*Directions:*
An exact copy of every record below is what's needed here.
═══ Material to process ═══
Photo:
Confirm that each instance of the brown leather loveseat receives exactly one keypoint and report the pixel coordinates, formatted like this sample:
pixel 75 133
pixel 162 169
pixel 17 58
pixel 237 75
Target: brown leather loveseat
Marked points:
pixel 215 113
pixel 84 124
═══
*Output for this exercise:*
Photo:
Confirm that each instance of the brown leather loveseat receives exactly one keypoint and report the pixel coordinates, formatted like this sample:
pixel 75 133
pixel 162 169
pixel 17 58
pixel 237 75
Target: brown leather loveseat
Marked points:
pixel 215 113
pixel 84 124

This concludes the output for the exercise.